## WORK TO DO
Set out every line of the entries below as a numbered list, skipping blank lines. Leave the pictures out.

## RECORDED INFORMATION
━━━━━━━━━━━━━━━━━━━━━━━━━━━━━━

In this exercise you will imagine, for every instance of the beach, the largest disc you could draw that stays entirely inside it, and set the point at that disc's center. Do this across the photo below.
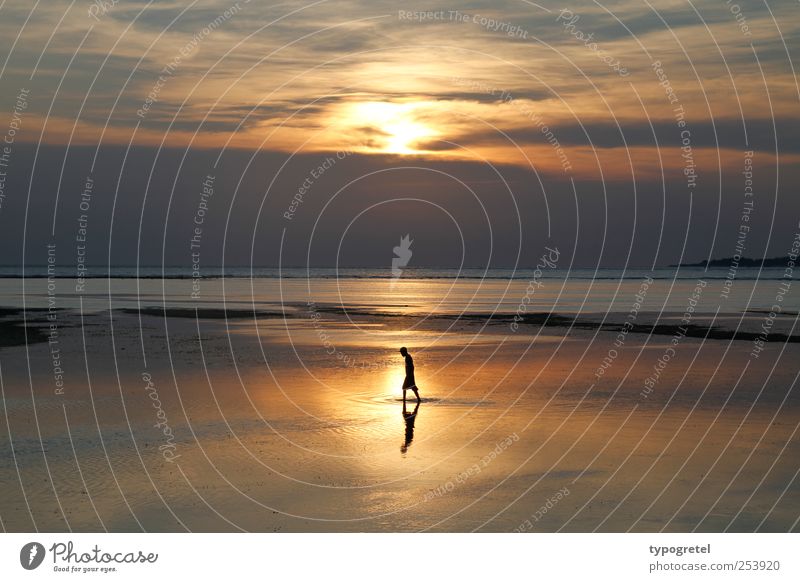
(162, 415)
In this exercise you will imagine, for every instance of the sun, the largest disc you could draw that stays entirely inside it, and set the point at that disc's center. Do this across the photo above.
(396, 127)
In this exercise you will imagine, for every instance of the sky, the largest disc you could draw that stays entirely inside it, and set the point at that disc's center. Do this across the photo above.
(626, 133)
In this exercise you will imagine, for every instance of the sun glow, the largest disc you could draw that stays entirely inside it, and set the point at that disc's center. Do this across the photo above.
(394, 127)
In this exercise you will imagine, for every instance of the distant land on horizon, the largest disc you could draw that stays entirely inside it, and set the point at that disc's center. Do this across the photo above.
(743, 262)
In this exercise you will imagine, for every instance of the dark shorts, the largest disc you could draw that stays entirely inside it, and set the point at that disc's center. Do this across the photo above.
(409, 382)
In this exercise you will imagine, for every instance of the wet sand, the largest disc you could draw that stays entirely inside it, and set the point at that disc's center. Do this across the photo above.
(232, 422)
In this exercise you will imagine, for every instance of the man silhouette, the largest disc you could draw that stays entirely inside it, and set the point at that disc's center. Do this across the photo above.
(409, 382)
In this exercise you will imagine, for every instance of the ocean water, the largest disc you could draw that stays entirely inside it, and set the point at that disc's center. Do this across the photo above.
(417, 291)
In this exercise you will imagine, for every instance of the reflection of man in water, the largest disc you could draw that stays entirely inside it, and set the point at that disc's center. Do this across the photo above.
(409, 417)
(409, 382)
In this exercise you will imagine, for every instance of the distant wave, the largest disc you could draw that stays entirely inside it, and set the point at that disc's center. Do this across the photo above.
(668, 274)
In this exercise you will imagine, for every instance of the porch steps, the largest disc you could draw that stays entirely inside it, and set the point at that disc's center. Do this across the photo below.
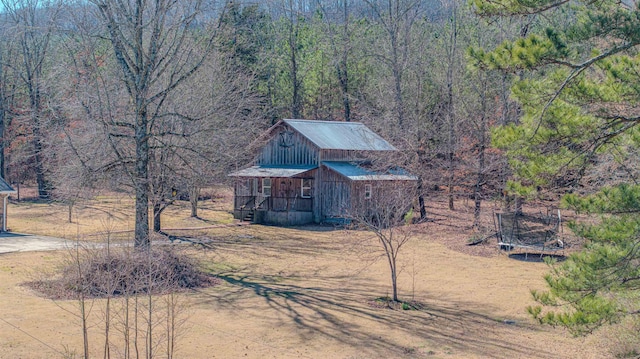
(248, 217)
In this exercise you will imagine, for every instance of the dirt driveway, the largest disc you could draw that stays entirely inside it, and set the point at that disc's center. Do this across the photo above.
(18, 242)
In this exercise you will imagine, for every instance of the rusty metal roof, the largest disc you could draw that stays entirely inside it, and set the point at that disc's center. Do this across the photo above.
(356, 173)
(272, 171)
(336, 135)
(4, 187)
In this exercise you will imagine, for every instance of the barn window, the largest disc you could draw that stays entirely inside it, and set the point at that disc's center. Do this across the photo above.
(367, 191)
(306, 187)
(266, 187)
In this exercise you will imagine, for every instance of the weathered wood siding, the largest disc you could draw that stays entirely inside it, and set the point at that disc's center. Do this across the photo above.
(335, 195)
(294, 150)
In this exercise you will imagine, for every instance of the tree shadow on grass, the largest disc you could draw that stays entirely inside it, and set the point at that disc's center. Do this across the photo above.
(343, 315)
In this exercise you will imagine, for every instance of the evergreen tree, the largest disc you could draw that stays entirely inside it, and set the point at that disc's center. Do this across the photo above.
(579, 97)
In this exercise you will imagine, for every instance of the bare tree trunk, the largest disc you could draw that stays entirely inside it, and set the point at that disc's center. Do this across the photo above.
(157, 213)
(296, 100)
(194, 193)
(421, 204)
(142, 180)
(477, 196)
(450, 105)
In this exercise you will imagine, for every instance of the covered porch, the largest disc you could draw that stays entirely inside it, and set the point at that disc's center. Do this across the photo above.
(280, 195)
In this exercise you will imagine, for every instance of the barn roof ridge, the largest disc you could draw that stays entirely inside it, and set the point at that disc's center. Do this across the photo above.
(340, 135)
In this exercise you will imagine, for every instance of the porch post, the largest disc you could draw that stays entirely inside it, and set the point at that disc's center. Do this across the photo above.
(4, 213)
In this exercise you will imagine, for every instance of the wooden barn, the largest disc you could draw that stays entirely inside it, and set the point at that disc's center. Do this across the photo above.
(314, 171)
(5, 191)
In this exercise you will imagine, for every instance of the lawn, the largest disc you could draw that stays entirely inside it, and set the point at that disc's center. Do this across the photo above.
(303, 293)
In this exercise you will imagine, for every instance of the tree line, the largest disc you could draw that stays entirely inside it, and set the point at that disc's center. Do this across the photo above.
(529, 98)
(158, 96)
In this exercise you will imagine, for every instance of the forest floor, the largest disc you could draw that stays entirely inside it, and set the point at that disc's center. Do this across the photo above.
(302, 292)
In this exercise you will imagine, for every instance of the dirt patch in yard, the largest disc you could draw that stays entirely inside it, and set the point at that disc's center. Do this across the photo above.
(304, 293)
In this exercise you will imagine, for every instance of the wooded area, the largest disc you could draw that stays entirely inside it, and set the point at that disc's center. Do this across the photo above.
(160, 98)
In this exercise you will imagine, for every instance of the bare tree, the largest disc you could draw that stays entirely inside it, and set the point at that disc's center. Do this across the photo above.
(156, 49)
(387, 214)
(34, 23)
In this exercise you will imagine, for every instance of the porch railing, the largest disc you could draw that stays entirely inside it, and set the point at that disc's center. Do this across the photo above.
(277, 203)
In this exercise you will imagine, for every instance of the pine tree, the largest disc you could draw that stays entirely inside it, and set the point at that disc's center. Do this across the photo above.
(580, 97)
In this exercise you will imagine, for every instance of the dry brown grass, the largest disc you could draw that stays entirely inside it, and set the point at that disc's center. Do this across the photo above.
(112, 212)
(302, 293)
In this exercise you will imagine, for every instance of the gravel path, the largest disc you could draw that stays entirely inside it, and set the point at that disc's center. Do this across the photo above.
(18, 242)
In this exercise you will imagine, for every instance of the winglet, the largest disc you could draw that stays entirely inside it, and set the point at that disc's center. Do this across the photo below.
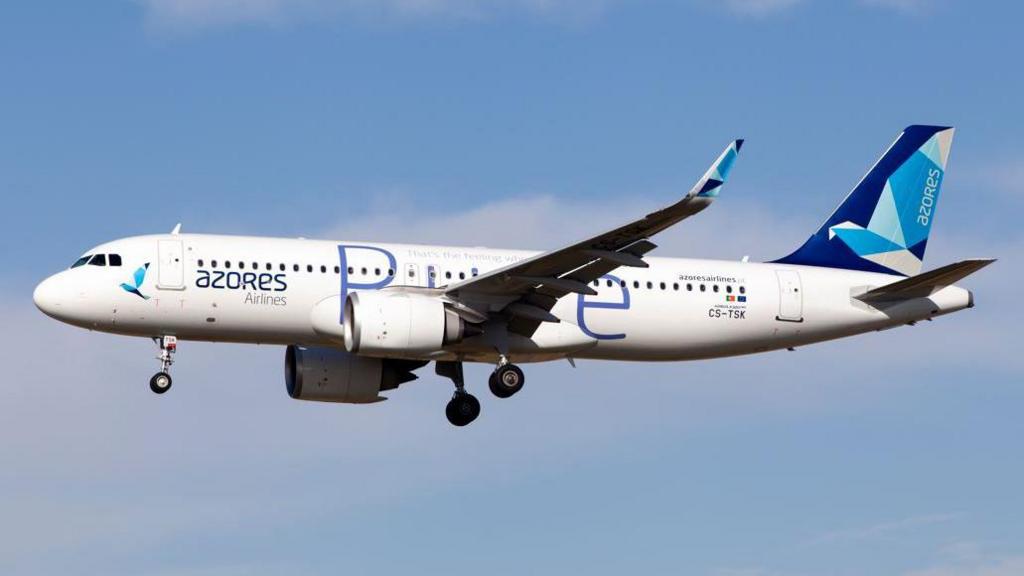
(711, 183)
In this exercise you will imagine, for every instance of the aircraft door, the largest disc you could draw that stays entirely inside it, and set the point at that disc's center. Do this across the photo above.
(791, 297)
(171, 268)
(412, 275)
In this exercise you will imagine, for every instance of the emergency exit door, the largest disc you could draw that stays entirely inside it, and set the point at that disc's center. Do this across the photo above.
(171, 268)
(791, 297)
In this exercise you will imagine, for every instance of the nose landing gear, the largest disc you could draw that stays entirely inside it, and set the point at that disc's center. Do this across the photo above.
(506, 379)
(161, 381)
(463, 408)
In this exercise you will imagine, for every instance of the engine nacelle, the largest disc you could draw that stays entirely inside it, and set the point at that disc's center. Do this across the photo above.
(385, 323)
(326, 374)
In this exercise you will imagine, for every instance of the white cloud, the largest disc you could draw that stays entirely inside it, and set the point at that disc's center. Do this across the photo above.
(202, 13)
(886, 529)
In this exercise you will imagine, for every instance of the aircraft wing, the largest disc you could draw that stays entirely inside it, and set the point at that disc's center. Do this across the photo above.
(528, 289)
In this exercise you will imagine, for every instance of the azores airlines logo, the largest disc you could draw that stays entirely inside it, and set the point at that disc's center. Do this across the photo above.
(137, 279)
(897, 232)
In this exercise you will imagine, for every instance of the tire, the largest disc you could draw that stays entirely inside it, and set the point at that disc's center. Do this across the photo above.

━━━━━━━━━━━━━━━━━━━━━━━━━━━━━━

## IN RESPONSE
1. In this exercise you will imagine, for every instance of the beach, the largest disc you could draw that stays entirely inside it, and set the point at that disc's center. Do this across the photo below.
2. (162, 415)
3. In this exercise you will imagine, for every instance of the sun, the largest disc you could draw that stays entirely inside it, and set the point at that disc's center. Do this across the photo above.
4. (396, 127)
5. In this exercise you will imagine, for every instance of the sky, the largest disc you could draw that stays entirely inside it, and set the point at that disc's center. Do this across the photo above.
6. (626, 133)
7. In this exercise you will imagine, for every instance of the sun glow, the largest disc you could draw that stays entirely inside it, and set the point at that disc's center. Do this across the photo above.
8. (394, 127)
9. In this exercise you will imagine, for every instance of the distant land on horizon, the largest disc you could draw that stays entirely inside it, and set the point at that disc's center. Do this across the photo above.
10. (743, 262)
11. In this exercise you will imagine, for every instance of the dark shorts, the largest disc you could draw that stays entirely inside it, and set the point at that disc's center. Do this across the photo above.
12. (409, 382)
13. In this exercise you will imagine, for every instance of the wet sand, the largest disc you could draw that stays entirely inside it, and set the point at that disc's center. Do this across the photo above.
14. (232, 422)
15. In this exercise you will imagine, for every instance of the man silhouette, the largest disc you could draw that stays entirely inside it, and set the point at that disc's center. Do this across the photo above.
16. (409, 382)
17. In this exercise you will imagine, for every instance of the ocean water, the largest disc you could draw that stays entirely inside it, and set the point at that disc's center. Do this across the photo above.
18. (417, 291)
19. In this exercise you will imagine, for every instance of the reflection of man in water, the largest disc you could draw that stays entirely inside it, and set the point at that disc's center. Do this across the photo above.
20. (409, 417)
21. (409, 382)
22. In this exercise you will imagine, for every instance of the distant wave, the largest disc you could draw that stays entirely inside it, and set the point at that disc's center. Do this across the photo above.
23. (668, 274)
24. In this exercise you will imagine, for every instance of the porch steps, the largest disc you could draw that stays entirely inside it, and set the point at that disc's center. Do this across the photo below.
25. (248, 217)
26. In this exercise you will imagine, for every instance of the dirt driveway, the largest disc you could draw that stays entirely inside it, and set the point at that disc's center. Do this across the photo above.
27. (18, 242)
28. In this exercise you will imagine, for every instance of the rusty metal roof, the largest disc you could draw that stays entirely inside it, and set the point at that disc's center. Do this across the photo above.
29. (356, 173)
30. (272, 171)
31. (336, 135)
32. (4, 187)
33. In this exercise you will imagine, for every instance of the barn window, the largest disc you could draw that stays entirely inside it, and set the point at that disc's center. Do this across the photo above.
34. (367, 191)
35. (306, 187)
36. (266, 187)
37. In this exercise you will imagine, for every instance of the weathered wood siding, the largest disc you could draw that stays entirely inside it, and set the point at that disc's center. Do this across the photo above.
38. (335, 195)
39. (294, 150)
40. In this exercise you will imagine, for every instance of the tree shadow on grass, the largest disc you could draw that stays entirely inside it, and set the point at that disc's center. Do this across the photo above.
41. (343, 315)
42. In this exercise you will imagine, for every instance of the evergreen tree, the largest disc you could draw that stays entirely inside it, and set the point at that disc's center. Do this across the photo above.
43. (579, 97)
44. In this exercise you will imagine, for every instance of the bare tree trunk, the largest disc you could draw that stays entirely inside it, and set the point at that disc's center. Do this across the photo above.
45. (157, 213)
46. (296, 100)
47. (194, 193)
48. (421, 204)
49. (142, 180)
50. (477, 196)
51. (450, 105)
52. In this exercise you will imagine, for every instance of the covered porch, the largest disc you could draw that stays entirely inside it, and set the point at that disc's center. Do this across the photo above.
53. (280, 195)
54. In this exercise you will imagine, for every instance of the barn roof ridge, the largest disc you could draw that stays entirely inside it, and set the point at that disc's center. Do this across the photo above.
55. (340, 135)
56. In this exercise you will imagine, for every instance of the porch post, the largest disc you could draw that stays entirely inside it, and set the point at that disc's center. Do this across the photo above.
57. (4, 213)
58. In this exercise you will imagine, for every instance of the wooden barn, the largest disc you could draw that stays entirely inside it, and set the point at that disc's center. Do this across the photo above.
59. (314, 171)
60. (5, 191)
61. In this exercise you will imagine, for every instance of the lawn, the largest disc you could draw that stays entirely inside it, and set the point at that disc's center. Do this across the photo above.
62. (303, 293)
63. In this exercise you will imagine, for every instance of the tree line, the largest disc you could draw that stays entirely inside it, and set the point at that disc's center. Do this across the photo above.
64. (529, 98)
65. (158, 96)
66. In this exercise you will imagine, for every instance of the forest floor, the largest disc you could draw that stays entirely inside it, and set the point at that disc's center. Do this across the photo above.
67. (302, 292)
68. In this exercise you will imagine, for every instance of the dirt patch in yard, the largest disc you could draw that stays entirely inside it, and set the point at that disc's center. Do this across the photo above.
69. (304, 293)
70. In this exercise you will imagine, for every instance of the wooded area, the largest disc you could draw that stays entirely inside it, and set the point at that disc's center. Do this across the photo above.
71. (160, 98)
72. In this exercise you will imagine, for every instance of the bare tree, the largest disc you could draw that stays entirely inside it, and set the point at that disc's center. Do this across the photo above.
73. (156, 49)
74. (387, 214)
75. (34, 23)
76. In this exercise you will imagine, for every instance of the porch railing, the largest disc you could draw that stays entirely inside it, and set the point at that disc's center. Do this across the photo above.
77. (277, 203)
78. In this exercise you will imagine, for every instance of the pine tree, the largest disc you could draw that stays entirely inside it, and set the point at that disc's center. Do this across the photo above.
79. (580, 97)
80. In this exercise you will imagine, for every instance of the dry brown grass, the largest disc you could draw that stays entirely inside it, and set the point at that disc's center. Do this across the photo above.
81. (112, 212)
82. (302, 293)
83. In this exercise you will imagine, for every instance of the gravel path, the largest disc you could draw that stays entirely inside it, and set the point at that disc's center. Do this across the photo above.
84. (18, 242)
85. In this exercise you will imagine, for every instance of the winglet, the largest disc you could draw that stays entirely inside it, and set the point at that disc's center. Do this across the photo below.
86. (711, 183)
87. In this exercise you will imagine, for every instance of the aircraft door, the largest disc you could draw that stays entirely inside it, and set the point at that disc's center. Do this across the photo above.
88. (791, 297)
89. (171, 268)
90. (412, 275)
91. In this exercise you will imagine, for every instance of the emergency exit door, the largest disc you could draw that stays entirely inside it, and set the point at that disc's center. Do this across the photo above.
92. (171, 268)
93. (791, 297)
94. In this exercise you will imagine, for every instance of the nose landing gear, the largest disc you could draw that stays entirely inside it, and set the point at that disc's center. Do this across the photo above.
95. (506, 379)
96. (161, 381)
97. (463, 408)
98. In this exercise you will imagine, for every instance of the engine nacelle, the largest disc you could draw that stays entirely inside it, and set the point at that disc's center. Do this across the photo above.
99. (385, 323)
100. (326, 374)
101. In this exercise you will imagine, for every instance of the white cloud, the largest disc you could draw that stays entirely inside it, and set the point at that disc's center. Do this across the photo above.
102. (202, 13)
103. (886, 529)
104. In this exercise you will imagine, for every instance of the aircraft wing, the largest disc you could draw that stays entirely inside it, and set the point at that disc's center. Do this across the photo above.
105. (528, 289)
106. In this exercise you will imagine, for every instance of the azores airlines logo, the largest disc you could draw that stays entirely inside it, and set the point at that disc's center. Do this across the photo above.
107. (137, 279)
108. (897, 232)
109. In this exercise you will imagine, for every instance of the tire, the largest disc you could draw that stays entirely inside it, and set the point at that disc's center. Do this across the photo above.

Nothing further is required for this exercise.